**Text passage**
* Begin *

Değirmenburnu Nature Park (Değirmenburnu Tabiat Parkı) is a nature park in Istanbul Province, Turkey.

==Nature park==
Değirmenburnu (literally "Cape Mill") is situated north of Heybeliada in Adalar district southeast of Istanbul Province. Heybeliada is the second biggest of the Princes' Islands, a group of nine islands in the Sea of Marmara. An area north of the island was declared a nature park by the Ministry of Environment and Forest in 2011. It covers an area of about 12.28 ha.

In addition to outdoor activity of hiking and swimming, the nature park offers phaeton riding and bike rental on daily basis. There is an outdoor coffeehouse in the park.

Historic buildings such as the Heybeliada Sanatorium, the Eastern Orthodox Church Theological School of Halki and a mill are interesting sites in the park area to visit.

The island is accessible by passenger ferries from Kabataş at 20 km, from Bostancı at 10 km and from Kartal at 6.5 km distance.

* End *

**Record set**
* Begin *

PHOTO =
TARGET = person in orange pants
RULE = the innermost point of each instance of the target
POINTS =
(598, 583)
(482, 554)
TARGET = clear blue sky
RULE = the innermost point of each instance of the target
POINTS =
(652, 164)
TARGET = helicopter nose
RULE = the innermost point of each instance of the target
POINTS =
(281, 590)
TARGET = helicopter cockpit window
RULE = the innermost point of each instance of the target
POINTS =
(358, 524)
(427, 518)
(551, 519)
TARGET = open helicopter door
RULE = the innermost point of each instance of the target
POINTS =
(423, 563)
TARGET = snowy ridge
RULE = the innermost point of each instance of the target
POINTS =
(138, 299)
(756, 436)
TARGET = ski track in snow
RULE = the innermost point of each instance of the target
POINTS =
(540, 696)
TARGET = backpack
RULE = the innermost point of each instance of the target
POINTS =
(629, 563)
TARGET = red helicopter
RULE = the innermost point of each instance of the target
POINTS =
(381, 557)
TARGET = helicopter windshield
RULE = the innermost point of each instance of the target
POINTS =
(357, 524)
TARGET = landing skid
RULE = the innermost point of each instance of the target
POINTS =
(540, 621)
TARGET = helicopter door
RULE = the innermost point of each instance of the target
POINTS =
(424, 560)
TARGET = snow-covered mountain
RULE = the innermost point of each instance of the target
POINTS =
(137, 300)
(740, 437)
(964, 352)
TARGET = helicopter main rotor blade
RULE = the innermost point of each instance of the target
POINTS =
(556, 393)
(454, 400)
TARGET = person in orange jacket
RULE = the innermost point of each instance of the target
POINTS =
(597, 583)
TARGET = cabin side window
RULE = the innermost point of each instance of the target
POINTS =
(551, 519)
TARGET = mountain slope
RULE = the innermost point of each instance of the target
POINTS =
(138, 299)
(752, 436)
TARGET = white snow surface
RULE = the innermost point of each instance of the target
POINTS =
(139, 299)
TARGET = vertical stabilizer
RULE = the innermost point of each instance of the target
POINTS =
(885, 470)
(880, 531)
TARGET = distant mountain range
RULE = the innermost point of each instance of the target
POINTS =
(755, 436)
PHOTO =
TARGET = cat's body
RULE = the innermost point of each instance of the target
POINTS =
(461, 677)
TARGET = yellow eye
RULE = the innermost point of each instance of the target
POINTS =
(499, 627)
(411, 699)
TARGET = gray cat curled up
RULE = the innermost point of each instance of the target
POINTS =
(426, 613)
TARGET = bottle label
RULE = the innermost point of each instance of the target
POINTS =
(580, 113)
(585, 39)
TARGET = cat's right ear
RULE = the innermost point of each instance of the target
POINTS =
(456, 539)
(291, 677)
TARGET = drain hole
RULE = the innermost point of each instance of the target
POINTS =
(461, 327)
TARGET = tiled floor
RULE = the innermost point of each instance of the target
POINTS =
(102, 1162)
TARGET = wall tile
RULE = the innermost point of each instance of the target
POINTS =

* End *

**Set tasks**
1/ Summarize the Değirmenburnu Nature Park passage in two sentences.
2/ For each statement, answer yes or no according to the Değirmenburnu Nature Park passage, and quote the words from it that decide the answer.
(a) The area became a nature park in 2011.
(b) Heybeliada is the largest of the Princes' Islands.
(c) Bikes can be rented in the park.
3/ Answer these questions from the Değirmenburnu Nature Park passage.
(a) What does the name "Değirmenburnu" mean literally?
(b) About how large is the park?
(c) How far is Kartal from the island by ferry?

**Responses to the tasks**
1/ Değirmenburnu Nature Park covers about 12.28 ha in the north of Heybeliada, the second biggest of the Princes' Islands in the Sea of Marmara, and was declared a nature park by the Ministry of Environment and Forest in 2011. Visitors can hike, swim, ride phaetons, rent bikes and see historic buildings, and the island can be reached by passenger ferries from Kabataş, Bostancı and Kartal.

2/
(a) Yes: "declared a nature park by the Ministry of Environment and Forest in 2011"
(b) No: "Heybeliada is the second biggest of the Princes' Islands"
(c) Yes: "the nature park offers phaeton riding and bike rental on daily basis"

3/
(a) "Cape Mill"
(b) About 12.28 ha
(c) 6.5 km